__What you are asked to do__
Quote the n_jobs and OpenMP thread below from "One good thing" to "parameter to joblib.Parallel.".
::: Selected passage :::
Anyway, it sounds like we want a different strategy by default, like available_cpu_cores // n_jobs right?

Change proposed in joblib/joblib#913

Also I think we should still merge #14196: it's a private function to be able to use n_jobs or n_threads=-1 safely and is a bit orthogonal to the present discussion.

jeremiedbb · 2019-08-09T15:08:27Z

Anyway, it sounds like we want a different strategy by default, like available_cpu_cores // n_jobs right?

It does not work because you can have nested joblib.Parallel calls.

Besides I don't think it's such a bad behavior. Currently n_jobs does not match the number of cores you're actually using because it does not affect BLAS. Users are often surprised because you ask for 4 jobs and your htop is full on your 40 cores machine.

jeremiedbb · 2019-08-09T15:09:15Z

The discussion has derived to oversubscription questions in sklearn which is not exactly the initial purpose and which I think can be treated separately, assuming that we have the right tools to deal with oversubscription independently of the default. Thus I propose to refocus the discussion on the initial question.

Let me try to summarize the discussion.
We are currently divided, almost evenly between use n_jobs with default = let OpenMP use as many as possible and add a new parameter n_openmp_threads with same default.

One good thing is we seem to agree on the default :)

Comments about the choice for the defaults:

This choice for the default is supported by the fact that there are ways to tell OpenMP what use as many as possible means. Through OMP_MAX_THREADS env var or through threadpoolctl, which we can use in nested parallelism situations in sklearn.
The fact that joblib sets openmp max threads to 1, isn't entirely satisfactory. We could make it possible to pass the max number of threads as a parameter to joblib.Parallel.

Comments about the name of the parameter:

pros to keeping n_jobs:
- keep a single parameter for parallelism
- changing the underlying implementation moving from joblib to OpenMP based parallelism causes change of parameter name and deprecation cycle.
pros to change name:
- the same parameter name having different defaults depending on the estimator is confusing.
::: Records shown :::
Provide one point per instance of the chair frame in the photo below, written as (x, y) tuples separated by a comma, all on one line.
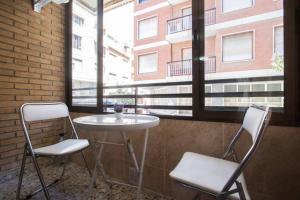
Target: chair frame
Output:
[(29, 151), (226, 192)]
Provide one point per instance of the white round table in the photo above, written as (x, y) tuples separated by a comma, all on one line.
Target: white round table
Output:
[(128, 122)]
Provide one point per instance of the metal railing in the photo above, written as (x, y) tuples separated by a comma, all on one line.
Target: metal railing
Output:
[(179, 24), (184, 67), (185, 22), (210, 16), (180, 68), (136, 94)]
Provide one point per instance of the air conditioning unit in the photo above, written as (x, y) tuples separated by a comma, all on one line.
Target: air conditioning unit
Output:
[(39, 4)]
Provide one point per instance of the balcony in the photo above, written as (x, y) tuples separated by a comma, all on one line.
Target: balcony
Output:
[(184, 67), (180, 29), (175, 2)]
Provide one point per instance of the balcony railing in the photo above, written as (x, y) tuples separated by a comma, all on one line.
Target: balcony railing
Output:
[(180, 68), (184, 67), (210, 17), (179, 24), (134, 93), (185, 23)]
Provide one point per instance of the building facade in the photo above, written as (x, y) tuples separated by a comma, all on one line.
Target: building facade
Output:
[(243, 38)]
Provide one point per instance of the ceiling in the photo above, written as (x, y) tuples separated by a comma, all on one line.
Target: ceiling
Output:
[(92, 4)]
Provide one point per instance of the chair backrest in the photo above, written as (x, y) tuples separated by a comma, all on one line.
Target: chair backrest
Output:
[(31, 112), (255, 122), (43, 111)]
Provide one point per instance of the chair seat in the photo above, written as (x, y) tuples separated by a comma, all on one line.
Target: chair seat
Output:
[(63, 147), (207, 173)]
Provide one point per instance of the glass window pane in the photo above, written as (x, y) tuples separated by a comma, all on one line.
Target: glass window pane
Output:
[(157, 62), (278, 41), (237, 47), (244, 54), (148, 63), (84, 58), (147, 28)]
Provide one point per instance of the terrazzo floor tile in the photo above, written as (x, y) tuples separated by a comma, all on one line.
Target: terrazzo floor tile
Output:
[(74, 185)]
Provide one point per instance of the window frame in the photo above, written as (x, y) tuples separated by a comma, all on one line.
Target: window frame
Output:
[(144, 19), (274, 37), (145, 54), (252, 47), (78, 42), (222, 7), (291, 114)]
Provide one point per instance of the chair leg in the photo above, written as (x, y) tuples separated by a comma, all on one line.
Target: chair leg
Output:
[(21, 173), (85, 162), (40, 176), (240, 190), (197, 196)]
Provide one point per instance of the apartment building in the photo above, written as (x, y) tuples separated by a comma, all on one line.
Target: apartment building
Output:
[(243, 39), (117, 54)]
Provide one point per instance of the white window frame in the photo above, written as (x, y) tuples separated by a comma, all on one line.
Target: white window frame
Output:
:::
::: Records shown :::
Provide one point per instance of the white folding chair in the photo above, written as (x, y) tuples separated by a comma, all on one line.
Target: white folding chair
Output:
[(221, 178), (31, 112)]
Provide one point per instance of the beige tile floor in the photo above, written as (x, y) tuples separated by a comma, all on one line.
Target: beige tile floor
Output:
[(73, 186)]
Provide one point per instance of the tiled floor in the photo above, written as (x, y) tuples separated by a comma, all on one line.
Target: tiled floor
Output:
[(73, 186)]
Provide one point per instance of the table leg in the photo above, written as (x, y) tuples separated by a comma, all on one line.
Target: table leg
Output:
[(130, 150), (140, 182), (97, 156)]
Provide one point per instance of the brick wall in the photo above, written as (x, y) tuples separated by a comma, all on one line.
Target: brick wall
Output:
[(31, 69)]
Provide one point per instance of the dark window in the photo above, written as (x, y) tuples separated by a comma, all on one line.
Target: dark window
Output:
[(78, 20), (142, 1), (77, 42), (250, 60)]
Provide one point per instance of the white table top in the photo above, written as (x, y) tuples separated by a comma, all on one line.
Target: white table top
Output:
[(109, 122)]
:::
__Result__
One good thing is we seem to agree on the default :)

Comments about the choice for the defaults:

This choice for the default is supported by the fact that there are ways to tell OpenMP what use as many as possible means. Through OMP_MAX_THREADS env var or through threadpoolctl, which we can use in nested parallelism situations in sklearn.
The fact that joblib sets openmp max threads to 1, isn't entirely satisfactory. We could make it possible to pass the max number of threads as a parameter to joblib.Parallel.